/---
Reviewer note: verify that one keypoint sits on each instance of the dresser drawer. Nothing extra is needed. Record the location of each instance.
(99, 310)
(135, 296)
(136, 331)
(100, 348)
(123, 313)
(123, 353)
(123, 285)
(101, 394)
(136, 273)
\---
Repeat the data above verbatim, line for line, with no changes.

Reviewer note: verify that one keypoint sits on each instance of the dresser drawer. Nothing extra is needed. Record the location of each instance.
(99, 310)
(135, 296)
(136, 331)
(100, 348)
(123, 313)
(123, 353)
(123, 285)
(101, 394)
(136, 273)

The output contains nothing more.